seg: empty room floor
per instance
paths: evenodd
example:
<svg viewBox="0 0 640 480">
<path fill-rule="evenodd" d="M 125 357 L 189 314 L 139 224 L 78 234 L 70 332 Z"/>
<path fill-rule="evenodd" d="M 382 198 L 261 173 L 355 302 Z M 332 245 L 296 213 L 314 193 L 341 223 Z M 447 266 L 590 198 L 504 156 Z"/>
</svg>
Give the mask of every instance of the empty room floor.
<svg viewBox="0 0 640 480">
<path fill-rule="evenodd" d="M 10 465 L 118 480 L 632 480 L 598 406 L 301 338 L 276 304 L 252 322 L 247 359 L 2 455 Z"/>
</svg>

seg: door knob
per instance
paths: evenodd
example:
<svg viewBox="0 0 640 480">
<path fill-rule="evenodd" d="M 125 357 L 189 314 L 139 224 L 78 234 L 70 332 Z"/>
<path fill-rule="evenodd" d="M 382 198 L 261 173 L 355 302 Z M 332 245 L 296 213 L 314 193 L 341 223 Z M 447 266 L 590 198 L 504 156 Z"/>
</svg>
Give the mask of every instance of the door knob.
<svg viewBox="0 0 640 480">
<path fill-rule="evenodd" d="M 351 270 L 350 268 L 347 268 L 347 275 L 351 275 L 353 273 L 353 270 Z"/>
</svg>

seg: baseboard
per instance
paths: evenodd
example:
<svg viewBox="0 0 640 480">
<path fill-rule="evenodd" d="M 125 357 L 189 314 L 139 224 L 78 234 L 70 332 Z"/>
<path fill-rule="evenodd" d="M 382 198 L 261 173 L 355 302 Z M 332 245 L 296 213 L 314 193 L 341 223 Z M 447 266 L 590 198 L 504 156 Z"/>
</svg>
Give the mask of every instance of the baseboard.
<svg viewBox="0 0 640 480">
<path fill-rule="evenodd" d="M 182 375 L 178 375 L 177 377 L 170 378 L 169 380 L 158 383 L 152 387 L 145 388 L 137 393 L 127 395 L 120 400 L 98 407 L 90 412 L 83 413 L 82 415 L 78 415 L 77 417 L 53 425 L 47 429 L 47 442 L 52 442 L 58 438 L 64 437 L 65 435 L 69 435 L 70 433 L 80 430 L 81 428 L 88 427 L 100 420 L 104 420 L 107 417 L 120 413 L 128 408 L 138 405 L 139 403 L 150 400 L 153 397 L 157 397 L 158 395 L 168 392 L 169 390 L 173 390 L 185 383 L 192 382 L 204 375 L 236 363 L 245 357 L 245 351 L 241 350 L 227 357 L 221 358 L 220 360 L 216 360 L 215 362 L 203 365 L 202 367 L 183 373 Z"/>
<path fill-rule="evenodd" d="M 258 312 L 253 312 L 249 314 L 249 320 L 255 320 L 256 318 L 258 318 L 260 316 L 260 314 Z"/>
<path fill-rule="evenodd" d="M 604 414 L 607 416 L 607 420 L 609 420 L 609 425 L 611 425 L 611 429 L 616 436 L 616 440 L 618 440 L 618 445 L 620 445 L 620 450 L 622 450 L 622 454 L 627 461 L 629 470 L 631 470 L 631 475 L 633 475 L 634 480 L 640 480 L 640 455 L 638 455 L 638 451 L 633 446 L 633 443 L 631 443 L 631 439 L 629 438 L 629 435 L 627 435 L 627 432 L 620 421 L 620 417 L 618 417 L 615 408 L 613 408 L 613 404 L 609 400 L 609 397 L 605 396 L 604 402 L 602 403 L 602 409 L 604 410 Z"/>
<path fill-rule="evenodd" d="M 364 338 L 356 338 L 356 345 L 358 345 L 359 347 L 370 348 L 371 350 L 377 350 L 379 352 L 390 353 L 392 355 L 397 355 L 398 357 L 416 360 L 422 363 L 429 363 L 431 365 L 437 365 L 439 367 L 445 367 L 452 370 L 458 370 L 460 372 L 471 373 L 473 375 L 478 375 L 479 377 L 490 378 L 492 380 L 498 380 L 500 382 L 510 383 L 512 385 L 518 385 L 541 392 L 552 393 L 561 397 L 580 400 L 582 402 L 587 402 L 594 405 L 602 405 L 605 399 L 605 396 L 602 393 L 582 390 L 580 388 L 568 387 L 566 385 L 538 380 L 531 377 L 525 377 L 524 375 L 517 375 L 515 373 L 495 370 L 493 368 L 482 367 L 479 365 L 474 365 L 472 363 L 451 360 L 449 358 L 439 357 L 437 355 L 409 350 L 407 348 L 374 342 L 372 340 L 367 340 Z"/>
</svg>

--*--

Write out every entry once more, precisely as it stands.

seg: empty room floor
per instance
paths: evenodd
example:
<svg viewBox="0 0 640 480">
<path fill-rule="evenodd" d="M 125 357 L 189 314 L 139 224 L 78 234 L 70 332 Z"/>
<path fill-rule="evenodd" d="M 382 198 L 261 173 L 355 302 Z M 332 245 L 296 213 L 314 193 L 341 223 Z M 447 266 L 590 198 L 504 156 Z"/>
</svg>
Give the mask of every instance of the empty room floor.
<svg viewBox="0 0 640 480">
<path fill-rule="evenodd" d="M 10 465 L 118 480 L 632 480 L 598 406 L 301 338 L 276 304 L 252 322 L 247 359 L 2 455 Z"/>
</svg>

seg: door knob
per instance
paths: evenodd
example:
<svg viewBox="0 0 640 480">
<path fill-rule="evenodd" d="M 125 357 L 189 314 L 139 224 L 78 234 L 70 332 Z"/>
<path fill-rule="evenodd" d="M 382 198 L 261 173 L 355 302 Z M 332 245 L 296 213 L 314 193 L 341 223 Z M 447 266 L 590 198 L 504 156 Z"/>
</svg>
Give the mask of every instance of the door knob.
<svg viewBox="0 0 640 480">
<path fill-rule="evenodd" d="M 351 270 L 350 268 L 347 268 L 347 275 L 351 275 L 353 273 L 353 270 Z"/>
</svg>

seg: baseboard
per instance
paths: evenodd
example:
<svg viewBox="0 0 640 480">
<path fill-rule="evenodd" d="M 125 357 L 189 314 L 139 224 L 78 234 L 70 332 Z"/>
<path fill-rule="evenodd" d="M 382 198 L 261 173 L 355 302 Z M 332 245 L 296 213 L 314 193 L 341 223 Z M 447 266 L 590 198 L 504 156 Z"/>
</svg>
Give the mask of every instance of the baseboard.
<svg viewBox="0 0 640 480">
<path fill-rule="evenodd" d="M 182 375 L 178 375 L 177 377 L 170 378 L 169 380 L 158 383 L 152 387 L 145 388 L 137 393 L 127 395 L 120 400 L 98 407 L 90 412 L 83 413 L 82 415 L 78 415 L 77 417 L 53 425 L 47 429 L 47 442 L 52 442 L 58 438 L 64 437 L 65 435 L 69 435 L 70 433 L 80 430 L 81 428 L 88 427 L 100 420 L 104 420 L 107 417 L 120 413 L 128 408 L 138 405 L 139 403 L 150 400 L 153 397 L 157 397 L 158 395 L 168 392 L 169 390 L 173 390 L 185 383 L 192 382 L 204 375 L 236 363 L 245 357 L 245 351 L 241 350 L 227 357 L 221 358 L 220 360 L 216 360 L 215 362 L 203 365 L 202 367 L 183 373 Z"/>
<path fill-rule="evenodd" d="M 258 312 L 253 312 L 249 314 L 249 320 L 255 320 L 256 318 L 258 318 L 260 316 L 260 314 Z"/>
<path fill-rule="evenodd" d="M 604 414 L 607 416 L 607 420 L 609 420 L 609 425 L 611 425 L 611 429 L 616 436 L 616 440 L 618 440 L 618 445 L 620 445 L 620 450 L 622 450 L 622 454 L 627 461 L 629 470 L 631 470 L 631 475 L 633 475 L 634 480 L 640 480 L 640 455 L 638 455 L 638 451 L 633 446 L 633 443 L 631 443 L 631 439 L 629 438 L 629 435 L 627 435 L 627 432 L 620 421 L 620 417 L 618 417 L 615 408 L 613 408 L 613 404 L 609 400 L 609 397 L 605 396 L 604 402 L 602 403 L 602 409 L 604 410 Z"/>
<path fill-rule="evenodd" d="M 364 338 L 356 338 L 356 345 L 358 345 L 359 347 L 370 348 L 371 350 L 377 350 L 379 352 L 390 353 L 392 355 L 397 355 L 398 357 L 416 360 L 422 363 L 429 363 L 431 365 L 437 365 L 439 367 L 445 367 L 452 370 L 458 370 L 460 372 L 471 373 L 473 375 L 478 375 L 479 377 L 490 378 L 492 380 L 498 380 L 500 382 L 510 383 L 512 385 L 518 385 L 541 392 L 552 393 L 561 397 L 580 400 L 582 402 L 587 402 L 594 405 L 602 405 L 605 399 L 605 396 L 602 393 L 582 390 L 580 388 L 568 387 L 566 385 L 538 380 L 531 377 L 525 377 L 524 375 L 517 375 L 515 373 L 495 370 L 493 368 L 482 367 L 479 365 L 474 365 L 472 363 L 451 360 L 449 358 L 439 357 L 437 355 L 409 350 L 407 348 L 374 342 L 372 340 L 367 340 Z"/>
</svg>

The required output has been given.